Please return the lines below without changing a single character.

^^^^

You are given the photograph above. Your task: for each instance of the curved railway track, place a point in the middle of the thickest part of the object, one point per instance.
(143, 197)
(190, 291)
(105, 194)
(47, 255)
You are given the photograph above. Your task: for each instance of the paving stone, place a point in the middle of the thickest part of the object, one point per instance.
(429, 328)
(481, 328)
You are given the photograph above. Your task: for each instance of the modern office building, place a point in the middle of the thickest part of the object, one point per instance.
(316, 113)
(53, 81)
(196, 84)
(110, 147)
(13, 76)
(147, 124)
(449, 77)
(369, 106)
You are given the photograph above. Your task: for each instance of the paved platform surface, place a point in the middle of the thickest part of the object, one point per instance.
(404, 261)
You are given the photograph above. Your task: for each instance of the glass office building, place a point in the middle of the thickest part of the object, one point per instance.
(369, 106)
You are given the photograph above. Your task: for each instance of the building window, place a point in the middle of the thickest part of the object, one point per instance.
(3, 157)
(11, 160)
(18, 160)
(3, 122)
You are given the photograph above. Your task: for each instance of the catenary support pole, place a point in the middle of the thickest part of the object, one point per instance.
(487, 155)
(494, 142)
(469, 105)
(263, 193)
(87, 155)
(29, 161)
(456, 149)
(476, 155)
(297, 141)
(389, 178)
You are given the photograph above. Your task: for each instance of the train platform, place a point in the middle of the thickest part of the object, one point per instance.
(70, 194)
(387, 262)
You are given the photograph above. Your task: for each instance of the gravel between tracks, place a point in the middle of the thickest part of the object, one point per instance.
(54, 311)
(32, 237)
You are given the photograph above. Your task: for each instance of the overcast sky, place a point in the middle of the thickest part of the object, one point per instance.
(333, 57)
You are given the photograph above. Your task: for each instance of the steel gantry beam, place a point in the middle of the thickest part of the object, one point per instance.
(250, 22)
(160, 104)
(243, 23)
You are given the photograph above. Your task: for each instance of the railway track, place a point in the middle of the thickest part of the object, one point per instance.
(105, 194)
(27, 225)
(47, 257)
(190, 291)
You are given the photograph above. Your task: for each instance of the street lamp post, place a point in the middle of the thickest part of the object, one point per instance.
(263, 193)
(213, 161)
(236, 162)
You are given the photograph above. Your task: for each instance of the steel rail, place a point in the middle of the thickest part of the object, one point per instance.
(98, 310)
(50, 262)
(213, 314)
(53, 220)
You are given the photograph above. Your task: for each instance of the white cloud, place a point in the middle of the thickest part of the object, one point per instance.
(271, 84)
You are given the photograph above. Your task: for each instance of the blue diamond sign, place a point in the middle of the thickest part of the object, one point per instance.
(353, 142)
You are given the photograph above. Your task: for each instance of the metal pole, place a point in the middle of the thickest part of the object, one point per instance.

^^^^

**Correct answer:**
You are given the photograph above. Your task: for each instance of the curved railway track, place a point in the middle of the thickest part of the object, one point per instance.
(143, 197)
(190, 291)
(105, 194)
(47, 255)
You are given the photograph above. Your task: for each instance of the paving stone, place a point in the middle of the thickest part of the object, one point per instance.
(429, 328)
(481, 328)
You are given the photograph above. Your task: for each instance of the modern office building, place a point in the middle of the thickest part of the object, one point per instance.
(316, 113)
(53, 81)
(196, 84)
(110, 147)
(13, 76)
(147, 124)
(449, 77)
(369, 106)
You are given the photograph above. Your task: for each instance of the paved platform surface, place a point in the middle of the thickest part of the object, one point per instance.
(404, 261)
You are given the photograph above. Your task: for each instance of the glass office building, place a point in the middle of the thickest part of the object, one point per instance.
(369, 106)
You are given the photograph above. Your task: for each instance of the building window, place a point in the middle of the thickest part of the object, one point per instance.
(3, 157)
(11, 160)
(18, 160)
(3, 122)
You are given the photograph above. Your task: for each instance of the catenary support pole, place a point in the middle of the thickest part of the object, one point per instance.
(487, 155)
(494, 142)
(469, 105)
(263, 193)
(87, 155)
(29, 161)
(456, 149)
(476, 155)
(297, 141)
(389, 178)
You are given the photograph above. Your task: for each instance of the train platform, place a point in the middle of the thickest part of the object, one point per instance.
(70, 194)
(387, 262)
You are given the photograph above. Your task: for each instance of the gravel between tracks, place a point in the middle of the thickest part of the object, one point per instance.
(54, 311)
(32, 237)
You are given the photograph above. Your task: for each instance of the overcast sky, place a point in the middle of the thickest part of the object, one point per instance.
(333, 57)
You are given the photograph above. Your task: for each instance of the steel gantry beam, place a point in the middle of the thickest part of the object, one point per instance.
(250, 22)
(160, 104)
(243, 23)
You are given the photograph above. Your task: for each instance of the railway track, place a point in the middle of the thickest part of the object, one point per instance.
(105, 194)
(27, 225)
(47, 257)
(190, 291)
You are given the photograph above. Your task: for each instance of the street lamp post, place a point in the middle of the thickest part of the object, one point per instance.
(263, 193)
(213, 161)
(236, 162)
You are given the photograph above. Your task: for each instance of the steel rail, place a point in the middle of the thickest part of the object, one point per instance.
(98, 310)
(50, 262)
(213, 314)
(53, 220)
You are given the photograph above. Your task: for each instance of the white cloud, place a point in the middle of the thickest part of the object, one point per instance.
(271, 84)
You are given the photograph above. Your task: for each instance of the blue diamond sign, place a point in the middle of the thickest part of the object, one point per instance.
(353, 142)
You are given the photograph above. Your task: for each instance of the metal pole, place a point in the middle of the thickest part of the object, one point per instance.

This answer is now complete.